Petition(s) for Special Leave to Appeal (Crl.) No(s). 14976/2024
[Arising out of final impugned judgment dated 15-05-2024 in CRA
No.111/2019 passed by the High Court at Calcutta]

AMAR SARDAR Appellant(s)

VERSUS

THE STATE OF WEST BENGAL Respondent(s)

(IA No. 149695/2024 – EXEMPTION FROM FILING C/C OF THE IMPUGNED
JUDGMENT)

Date : 12-12-2024 This matter was called on for hearing today.

CORAM :

HON’BLE MRS. JUSTICE B.V. NAGARATHNA
HON’BLE MR. JUSTICE NONGMEIKAPAM KOTISWAR SINGH

For Appellant(s) Mr. Ranjan Mukherjee, Adv.

Mr. Anindo Mukherjee, Adv.

Mr. Rameshwar Prasad Goyal, AOR
Ms. Aayushi, Adv.

Supplied data:
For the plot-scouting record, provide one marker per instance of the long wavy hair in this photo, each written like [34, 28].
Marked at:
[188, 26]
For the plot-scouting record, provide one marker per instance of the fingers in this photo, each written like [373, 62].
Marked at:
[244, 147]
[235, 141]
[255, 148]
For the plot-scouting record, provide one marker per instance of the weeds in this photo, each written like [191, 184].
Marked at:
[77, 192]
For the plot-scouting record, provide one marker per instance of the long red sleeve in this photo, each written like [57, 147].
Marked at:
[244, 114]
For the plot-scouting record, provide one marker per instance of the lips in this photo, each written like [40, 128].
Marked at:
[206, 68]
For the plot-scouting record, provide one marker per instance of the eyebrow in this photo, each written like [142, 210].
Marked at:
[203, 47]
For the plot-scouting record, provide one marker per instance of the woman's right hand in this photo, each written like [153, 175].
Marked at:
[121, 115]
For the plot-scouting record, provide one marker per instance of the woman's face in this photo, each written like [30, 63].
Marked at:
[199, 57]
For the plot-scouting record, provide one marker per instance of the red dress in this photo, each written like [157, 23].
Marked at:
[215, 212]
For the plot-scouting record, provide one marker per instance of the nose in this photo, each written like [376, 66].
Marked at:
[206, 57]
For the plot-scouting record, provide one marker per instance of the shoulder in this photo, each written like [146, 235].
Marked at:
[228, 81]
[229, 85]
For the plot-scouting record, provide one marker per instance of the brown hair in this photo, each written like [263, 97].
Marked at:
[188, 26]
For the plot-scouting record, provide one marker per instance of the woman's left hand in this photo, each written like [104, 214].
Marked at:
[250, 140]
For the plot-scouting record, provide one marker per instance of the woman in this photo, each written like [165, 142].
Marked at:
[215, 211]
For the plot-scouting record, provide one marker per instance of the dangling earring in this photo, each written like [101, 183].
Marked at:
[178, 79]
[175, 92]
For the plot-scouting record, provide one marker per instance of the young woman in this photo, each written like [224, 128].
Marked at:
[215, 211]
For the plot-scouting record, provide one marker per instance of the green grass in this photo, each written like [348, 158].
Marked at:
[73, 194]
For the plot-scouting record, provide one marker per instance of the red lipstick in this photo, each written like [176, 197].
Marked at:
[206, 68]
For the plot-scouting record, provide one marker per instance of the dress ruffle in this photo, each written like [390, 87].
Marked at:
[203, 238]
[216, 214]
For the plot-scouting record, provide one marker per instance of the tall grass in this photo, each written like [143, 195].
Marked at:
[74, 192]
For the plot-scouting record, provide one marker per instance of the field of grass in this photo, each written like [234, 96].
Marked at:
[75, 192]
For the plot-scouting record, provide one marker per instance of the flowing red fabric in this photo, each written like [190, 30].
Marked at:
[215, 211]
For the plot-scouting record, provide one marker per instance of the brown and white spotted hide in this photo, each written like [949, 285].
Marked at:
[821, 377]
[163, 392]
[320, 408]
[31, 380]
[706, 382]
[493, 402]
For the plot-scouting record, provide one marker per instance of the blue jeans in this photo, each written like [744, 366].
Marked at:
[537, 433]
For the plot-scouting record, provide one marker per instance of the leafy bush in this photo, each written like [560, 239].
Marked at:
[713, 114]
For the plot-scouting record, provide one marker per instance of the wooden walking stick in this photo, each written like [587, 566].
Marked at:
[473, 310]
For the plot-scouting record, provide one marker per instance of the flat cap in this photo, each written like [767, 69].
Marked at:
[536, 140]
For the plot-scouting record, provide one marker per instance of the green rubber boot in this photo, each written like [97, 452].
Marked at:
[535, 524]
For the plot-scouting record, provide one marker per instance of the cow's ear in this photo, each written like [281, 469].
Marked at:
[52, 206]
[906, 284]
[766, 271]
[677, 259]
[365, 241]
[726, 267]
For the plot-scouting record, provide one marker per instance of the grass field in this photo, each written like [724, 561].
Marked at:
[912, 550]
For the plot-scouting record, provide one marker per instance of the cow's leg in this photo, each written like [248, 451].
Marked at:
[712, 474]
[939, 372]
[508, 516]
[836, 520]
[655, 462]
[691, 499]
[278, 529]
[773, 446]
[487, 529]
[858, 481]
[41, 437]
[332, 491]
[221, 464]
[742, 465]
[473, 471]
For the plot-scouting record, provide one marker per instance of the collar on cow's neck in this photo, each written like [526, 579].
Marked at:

Actions to take:
1. Update the court order, starting at "HON’BLE MRS. JUSTICE" and ending at "Anindo Mukherjee, Adv.", with "Adv." changed to "Advocate".
2. According to the court order, which court passed the impugned judgment?

Responses for each task:
1.
HON’BLE MRS. JUSTICE B.V. NAGARATHNA
HON’BLE MR. JUSTICE NONGMEIKAPAM KOTISWAR SINGH

For Appellant(s) Mr. Ranjan Mukherjee, Advocate

Mr. Anindo Mukherjee, Advocate

2. The High Court at Calcutta